Reproduce the records, requests included, beginning at the first line and stopping after the line that has "point(364, 526)". Scale every coordinate in the answers by 1.55 and round to whole numbers with halves going up, leaving the numbers in the requests and their format samples as they are.

+++ Record excerpts

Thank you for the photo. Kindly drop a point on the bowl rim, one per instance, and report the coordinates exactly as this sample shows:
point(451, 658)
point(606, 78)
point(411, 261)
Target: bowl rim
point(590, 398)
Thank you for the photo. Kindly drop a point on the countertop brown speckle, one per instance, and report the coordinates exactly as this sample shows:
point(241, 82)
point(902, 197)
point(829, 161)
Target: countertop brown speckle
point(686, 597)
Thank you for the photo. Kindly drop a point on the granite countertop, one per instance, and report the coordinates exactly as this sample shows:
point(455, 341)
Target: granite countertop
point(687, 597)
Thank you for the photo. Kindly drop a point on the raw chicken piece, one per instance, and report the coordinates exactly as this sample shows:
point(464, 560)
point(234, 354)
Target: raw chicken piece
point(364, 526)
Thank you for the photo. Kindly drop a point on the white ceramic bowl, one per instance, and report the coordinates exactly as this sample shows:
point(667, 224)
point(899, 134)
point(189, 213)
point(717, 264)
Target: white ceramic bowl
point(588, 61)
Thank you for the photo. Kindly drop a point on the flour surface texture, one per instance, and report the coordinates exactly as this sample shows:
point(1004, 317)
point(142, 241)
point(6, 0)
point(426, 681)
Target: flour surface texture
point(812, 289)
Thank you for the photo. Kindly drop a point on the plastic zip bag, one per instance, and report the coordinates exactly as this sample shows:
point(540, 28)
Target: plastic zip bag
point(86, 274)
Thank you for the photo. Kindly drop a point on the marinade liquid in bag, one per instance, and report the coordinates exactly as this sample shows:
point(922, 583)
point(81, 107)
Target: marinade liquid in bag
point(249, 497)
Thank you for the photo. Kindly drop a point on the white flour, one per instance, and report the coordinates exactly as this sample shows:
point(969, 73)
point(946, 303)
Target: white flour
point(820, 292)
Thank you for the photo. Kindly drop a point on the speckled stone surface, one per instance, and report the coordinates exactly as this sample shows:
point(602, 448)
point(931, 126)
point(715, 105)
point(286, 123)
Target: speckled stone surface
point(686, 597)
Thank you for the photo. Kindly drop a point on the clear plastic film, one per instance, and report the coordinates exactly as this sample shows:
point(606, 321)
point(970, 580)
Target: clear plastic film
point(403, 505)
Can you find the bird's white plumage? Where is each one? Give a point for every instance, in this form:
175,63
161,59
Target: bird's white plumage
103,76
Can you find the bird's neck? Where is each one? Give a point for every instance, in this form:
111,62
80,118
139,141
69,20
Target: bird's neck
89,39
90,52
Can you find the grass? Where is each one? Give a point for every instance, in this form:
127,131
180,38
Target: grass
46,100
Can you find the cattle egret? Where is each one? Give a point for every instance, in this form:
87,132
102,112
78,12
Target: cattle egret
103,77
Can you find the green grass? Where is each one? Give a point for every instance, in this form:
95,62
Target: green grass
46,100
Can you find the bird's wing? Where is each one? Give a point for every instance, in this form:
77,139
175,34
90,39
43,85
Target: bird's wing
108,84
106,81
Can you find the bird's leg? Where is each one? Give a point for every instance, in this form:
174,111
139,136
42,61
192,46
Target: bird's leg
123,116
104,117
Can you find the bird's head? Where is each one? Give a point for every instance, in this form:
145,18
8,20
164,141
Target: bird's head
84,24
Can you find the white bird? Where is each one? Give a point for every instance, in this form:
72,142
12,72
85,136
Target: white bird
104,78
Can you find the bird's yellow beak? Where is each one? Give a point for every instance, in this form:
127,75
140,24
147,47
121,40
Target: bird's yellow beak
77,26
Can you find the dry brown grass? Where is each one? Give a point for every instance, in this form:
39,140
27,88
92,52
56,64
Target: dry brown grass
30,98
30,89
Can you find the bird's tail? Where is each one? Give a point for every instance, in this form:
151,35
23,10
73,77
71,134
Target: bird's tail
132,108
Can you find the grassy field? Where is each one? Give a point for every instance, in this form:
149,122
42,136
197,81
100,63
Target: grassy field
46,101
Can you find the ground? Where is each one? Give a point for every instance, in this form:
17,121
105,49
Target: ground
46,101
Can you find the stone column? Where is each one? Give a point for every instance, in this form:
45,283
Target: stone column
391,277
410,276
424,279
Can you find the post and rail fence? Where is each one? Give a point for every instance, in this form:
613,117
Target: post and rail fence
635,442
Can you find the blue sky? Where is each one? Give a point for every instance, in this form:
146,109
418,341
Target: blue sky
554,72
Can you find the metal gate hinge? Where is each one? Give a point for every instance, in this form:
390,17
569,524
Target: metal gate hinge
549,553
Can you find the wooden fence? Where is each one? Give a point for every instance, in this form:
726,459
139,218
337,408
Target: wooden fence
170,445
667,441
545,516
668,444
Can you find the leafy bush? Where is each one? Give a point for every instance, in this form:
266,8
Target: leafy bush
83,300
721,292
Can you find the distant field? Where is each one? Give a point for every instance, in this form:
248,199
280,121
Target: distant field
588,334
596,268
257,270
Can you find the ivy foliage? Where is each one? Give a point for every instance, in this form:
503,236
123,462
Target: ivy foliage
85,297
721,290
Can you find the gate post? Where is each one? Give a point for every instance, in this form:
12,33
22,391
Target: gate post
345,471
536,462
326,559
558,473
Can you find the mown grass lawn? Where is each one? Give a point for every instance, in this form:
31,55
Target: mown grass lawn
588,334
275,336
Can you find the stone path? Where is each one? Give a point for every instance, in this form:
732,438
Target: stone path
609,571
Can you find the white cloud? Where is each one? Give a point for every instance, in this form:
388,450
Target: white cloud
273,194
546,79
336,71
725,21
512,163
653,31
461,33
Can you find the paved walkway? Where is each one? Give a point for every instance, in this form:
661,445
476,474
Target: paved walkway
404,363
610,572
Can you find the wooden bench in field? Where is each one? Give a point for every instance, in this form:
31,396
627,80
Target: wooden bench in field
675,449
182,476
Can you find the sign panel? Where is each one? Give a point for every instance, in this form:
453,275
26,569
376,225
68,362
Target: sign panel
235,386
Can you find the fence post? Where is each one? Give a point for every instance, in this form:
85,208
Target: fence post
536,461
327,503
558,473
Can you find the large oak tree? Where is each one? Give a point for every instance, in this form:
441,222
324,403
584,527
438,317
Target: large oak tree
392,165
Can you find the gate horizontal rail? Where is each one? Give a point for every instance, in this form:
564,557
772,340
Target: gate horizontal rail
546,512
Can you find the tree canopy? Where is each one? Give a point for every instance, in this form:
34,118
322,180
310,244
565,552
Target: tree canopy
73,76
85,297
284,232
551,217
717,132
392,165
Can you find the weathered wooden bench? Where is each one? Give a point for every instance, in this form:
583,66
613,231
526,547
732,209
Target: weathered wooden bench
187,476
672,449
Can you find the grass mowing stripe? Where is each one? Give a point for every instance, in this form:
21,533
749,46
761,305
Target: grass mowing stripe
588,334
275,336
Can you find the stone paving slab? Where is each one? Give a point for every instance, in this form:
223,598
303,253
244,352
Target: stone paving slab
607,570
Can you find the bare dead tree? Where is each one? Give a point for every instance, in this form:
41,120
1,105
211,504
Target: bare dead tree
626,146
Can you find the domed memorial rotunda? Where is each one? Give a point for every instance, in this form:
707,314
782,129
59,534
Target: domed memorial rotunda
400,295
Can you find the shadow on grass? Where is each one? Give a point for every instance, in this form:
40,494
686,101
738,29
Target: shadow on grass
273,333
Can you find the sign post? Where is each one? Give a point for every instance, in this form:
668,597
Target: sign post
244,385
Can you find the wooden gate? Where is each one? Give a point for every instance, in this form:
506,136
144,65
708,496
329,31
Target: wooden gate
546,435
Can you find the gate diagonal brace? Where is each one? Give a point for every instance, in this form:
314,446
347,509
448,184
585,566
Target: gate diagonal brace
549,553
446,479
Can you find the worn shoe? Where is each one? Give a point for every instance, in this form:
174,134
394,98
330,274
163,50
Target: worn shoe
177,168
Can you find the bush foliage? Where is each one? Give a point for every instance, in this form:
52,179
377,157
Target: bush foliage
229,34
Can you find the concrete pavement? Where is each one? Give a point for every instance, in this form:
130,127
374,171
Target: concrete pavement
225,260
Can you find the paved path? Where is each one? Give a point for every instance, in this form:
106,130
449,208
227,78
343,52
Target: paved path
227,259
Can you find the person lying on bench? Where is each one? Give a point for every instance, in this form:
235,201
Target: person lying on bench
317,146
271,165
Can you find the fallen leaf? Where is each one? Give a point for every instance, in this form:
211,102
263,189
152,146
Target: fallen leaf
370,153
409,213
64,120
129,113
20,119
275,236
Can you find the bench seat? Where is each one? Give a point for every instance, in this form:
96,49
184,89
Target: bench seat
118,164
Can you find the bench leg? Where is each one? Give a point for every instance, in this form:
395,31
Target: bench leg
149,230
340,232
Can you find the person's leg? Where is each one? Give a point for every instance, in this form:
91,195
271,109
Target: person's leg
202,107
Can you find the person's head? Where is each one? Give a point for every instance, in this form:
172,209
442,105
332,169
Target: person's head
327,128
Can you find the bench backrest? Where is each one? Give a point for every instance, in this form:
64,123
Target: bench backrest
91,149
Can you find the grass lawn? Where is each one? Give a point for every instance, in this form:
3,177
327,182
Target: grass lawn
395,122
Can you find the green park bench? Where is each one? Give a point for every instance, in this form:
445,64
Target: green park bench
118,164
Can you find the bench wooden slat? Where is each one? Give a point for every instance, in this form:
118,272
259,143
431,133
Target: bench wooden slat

++++++

#### Response to the task:
Thank you for the photo. Kindly drop a point on the bowl rim, one per instance, and report the coordinates exactly as this sample shows:
point(451, 658)
point(606, 78)
point(411, 261)
Target: bowl rim
point(915, 617)
Thank you for the photo. Kindly drop a point on the countertop brown speckle, one per instance, and report the coordinates exactly as this sample shows:
point(241, 82)
point(902, 197)
point(829, 161)
Target: countertop brown speckle
point(1063, 925)
Thank you for the photo. Kindly drop a point on the granite countertop, one per instance, and report the coordinates exactly as this sample shows:
point(455, 341)
Target: granite countertop
point(1065, 925)
Thank you for the photo. Kindly drop a point on the raw chicken piece, one per instance, and report the coordinates exactly as this sample shows:
point(464, 560)
point(234, 354)
Target: raw chicken piece
point(564, 815)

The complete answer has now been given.